As shown in FIG. 8B, the processor 805 includes a number of functional modules including a control unit 839, an arithmetic logic unit (ALU) 840, and a local or internal memory 848, sometimes called a cache memory. The cache memory 848 typically includes a number of storage registers 844-846 in a register section. One or more internal busses 841 functionally interconnect these functional modules. The processor 805 typically also has one or more interfaces 842 for communicating with external devices via the system bus 804, using a connection 818. The memory 834 is coupled to the bus 804 using a connection 819.

The application program 833 includes a sequence of instructions 831 that may include conditional branch and loop instructions. The program 833 may also include data 832 which is used in execution of the program 833. The instructions 831 and the data 832 are stored in memory locations 828, 829, 830 and 835, 836, 837, respectively. Depending upon the relative size of the instructions 831 and the memory locations 828-830, a particular instruction may be stored in a single memory location as depicted by the instruction shown in the memory location 830. Alternately, an instruction may be segmented into a number of parts each of which is stored in a separate memory location, as depicted by the instruction segments shown in the memory locations 828 and 829.

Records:

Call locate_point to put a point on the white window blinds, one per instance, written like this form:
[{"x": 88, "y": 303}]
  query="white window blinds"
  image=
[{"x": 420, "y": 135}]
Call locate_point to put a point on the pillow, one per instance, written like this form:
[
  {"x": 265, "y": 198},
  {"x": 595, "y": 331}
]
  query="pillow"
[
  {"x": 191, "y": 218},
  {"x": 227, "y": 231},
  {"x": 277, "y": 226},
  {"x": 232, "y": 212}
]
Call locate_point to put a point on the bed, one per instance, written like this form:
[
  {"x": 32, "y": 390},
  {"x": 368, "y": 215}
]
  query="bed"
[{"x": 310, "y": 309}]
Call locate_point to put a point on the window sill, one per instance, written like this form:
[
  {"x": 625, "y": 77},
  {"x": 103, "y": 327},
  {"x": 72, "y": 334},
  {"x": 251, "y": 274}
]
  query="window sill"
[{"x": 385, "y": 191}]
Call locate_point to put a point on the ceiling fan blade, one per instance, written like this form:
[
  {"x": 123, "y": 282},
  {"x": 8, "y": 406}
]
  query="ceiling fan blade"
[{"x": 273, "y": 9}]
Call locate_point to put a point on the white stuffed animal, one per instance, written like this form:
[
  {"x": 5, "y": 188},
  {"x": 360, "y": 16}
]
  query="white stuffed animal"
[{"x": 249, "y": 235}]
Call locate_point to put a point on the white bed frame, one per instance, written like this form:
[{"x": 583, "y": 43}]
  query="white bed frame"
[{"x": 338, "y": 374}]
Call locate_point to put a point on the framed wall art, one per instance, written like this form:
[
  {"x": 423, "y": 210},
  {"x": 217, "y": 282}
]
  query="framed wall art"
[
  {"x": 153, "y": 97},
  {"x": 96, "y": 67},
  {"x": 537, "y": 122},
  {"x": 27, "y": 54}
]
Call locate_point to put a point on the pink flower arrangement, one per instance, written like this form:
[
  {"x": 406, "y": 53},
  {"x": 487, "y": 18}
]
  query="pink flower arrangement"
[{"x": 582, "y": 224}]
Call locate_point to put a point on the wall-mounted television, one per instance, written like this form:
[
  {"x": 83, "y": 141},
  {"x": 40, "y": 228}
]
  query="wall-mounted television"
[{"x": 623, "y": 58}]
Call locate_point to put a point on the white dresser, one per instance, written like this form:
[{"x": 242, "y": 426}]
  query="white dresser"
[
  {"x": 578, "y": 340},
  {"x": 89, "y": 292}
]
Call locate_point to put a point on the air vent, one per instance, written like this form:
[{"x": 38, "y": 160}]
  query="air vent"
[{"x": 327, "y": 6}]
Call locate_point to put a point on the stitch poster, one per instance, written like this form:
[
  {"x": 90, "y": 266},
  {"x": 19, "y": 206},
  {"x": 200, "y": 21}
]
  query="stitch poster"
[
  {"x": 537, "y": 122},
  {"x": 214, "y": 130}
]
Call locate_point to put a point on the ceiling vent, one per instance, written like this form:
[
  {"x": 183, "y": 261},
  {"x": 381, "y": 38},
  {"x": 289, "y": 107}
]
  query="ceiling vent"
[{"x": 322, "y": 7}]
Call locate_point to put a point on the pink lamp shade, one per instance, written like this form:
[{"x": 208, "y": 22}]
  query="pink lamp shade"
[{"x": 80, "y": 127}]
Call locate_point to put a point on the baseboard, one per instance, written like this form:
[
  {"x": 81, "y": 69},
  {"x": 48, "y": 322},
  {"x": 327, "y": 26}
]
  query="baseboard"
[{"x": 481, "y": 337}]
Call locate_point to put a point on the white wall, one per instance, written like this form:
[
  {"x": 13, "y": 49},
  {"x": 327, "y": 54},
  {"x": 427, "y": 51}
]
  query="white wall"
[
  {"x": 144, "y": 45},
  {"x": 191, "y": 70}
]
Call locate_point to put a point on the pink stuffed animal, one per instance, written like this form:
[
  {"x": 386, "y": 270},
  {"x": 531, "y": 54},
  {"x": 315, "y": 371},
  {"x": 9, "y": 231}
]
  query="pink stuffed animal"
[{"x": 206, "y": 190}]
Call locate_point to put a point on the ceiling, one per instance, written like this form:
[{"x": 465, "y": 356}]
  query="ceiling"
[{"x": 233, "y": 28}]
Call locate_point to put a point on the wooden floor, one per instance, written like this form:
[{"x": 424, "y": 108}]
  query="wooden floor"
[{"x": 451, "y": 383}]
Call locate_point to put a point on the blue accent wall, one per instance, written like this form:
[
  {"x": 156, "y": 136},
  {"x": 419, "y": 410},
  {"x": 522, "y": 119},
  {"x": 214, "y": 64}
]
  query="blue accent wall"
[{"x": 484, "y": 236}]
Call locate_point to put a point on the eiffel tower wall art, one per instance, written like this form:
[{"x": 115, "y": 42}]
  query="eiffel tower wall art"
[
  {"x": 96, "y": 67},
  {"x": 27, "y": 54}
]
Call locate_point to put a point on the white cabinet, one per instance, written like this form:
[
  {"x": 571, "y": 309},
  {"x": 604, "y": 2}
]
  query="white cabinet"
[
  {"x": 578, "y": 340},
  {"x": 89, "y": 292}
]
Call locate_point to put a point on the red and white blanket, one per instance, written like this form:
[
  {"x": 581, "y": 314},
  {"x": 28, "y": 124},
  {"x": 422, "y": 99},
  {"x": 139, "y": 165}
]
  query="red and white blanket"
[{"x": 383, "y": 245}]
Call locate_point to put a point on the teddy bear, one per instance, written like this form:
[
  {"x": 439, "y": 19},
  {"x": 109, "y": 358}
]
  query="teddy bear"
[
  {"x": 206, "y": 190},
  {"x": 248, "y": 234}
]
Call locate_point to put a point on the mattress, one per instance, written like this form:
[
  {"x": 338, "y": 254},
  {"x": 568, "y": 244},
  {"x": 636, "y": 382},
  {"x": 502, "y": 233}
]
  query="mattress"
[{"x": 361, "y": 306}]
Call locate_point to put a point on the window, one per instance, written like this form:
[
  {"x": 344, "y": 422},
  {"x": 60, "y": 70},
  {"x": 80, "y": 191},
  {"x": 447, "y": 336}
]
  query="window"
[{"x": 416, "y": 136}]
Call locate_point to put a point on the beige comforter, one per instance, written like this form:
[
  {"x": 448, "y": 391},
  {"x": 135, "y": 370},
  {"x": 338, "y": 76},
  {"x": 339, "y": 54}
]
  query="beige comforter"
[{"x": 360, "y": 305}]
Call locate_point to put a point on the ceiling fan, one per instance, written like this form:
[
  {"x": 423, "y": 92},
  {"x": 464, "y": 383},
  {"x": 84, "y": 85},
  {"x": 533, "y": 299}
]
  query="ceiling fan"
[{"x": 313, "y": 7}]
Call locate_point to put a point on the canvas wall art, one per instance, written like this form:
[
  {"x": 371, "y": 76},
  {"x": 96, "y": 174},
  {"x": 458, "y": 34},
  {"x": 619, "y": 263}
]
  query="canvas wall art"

Goals:
**a.** In the processor passage, what is the local or internal memory 848 sometimes called?
**b.** Transcribe the processor passage from "The application program" to "828 and 829.".

Answers to each task:
**a.** A cache memory.

**b.**
The application program 833 includes a sequence of instructions 831 that may include conditional branch and loop instructions. The program 833 may also include data 832 which is used in execution of the program 833. The instructions 831 and the data 832 are stored in memory locations 828, 829, 830 and 835, 836, 837, respectively. Depending upon the relative size of the instructions 831 and the memory locations 828-830, a particular instruction may be stored in a single memory location as depicted by the instruction shown in the memory location 830. Alternately, an instruction may be segmented into a number of parts each of which is stored in a separate memory location, as depicted by the instruction segments shown in the memory locations 828 and 829.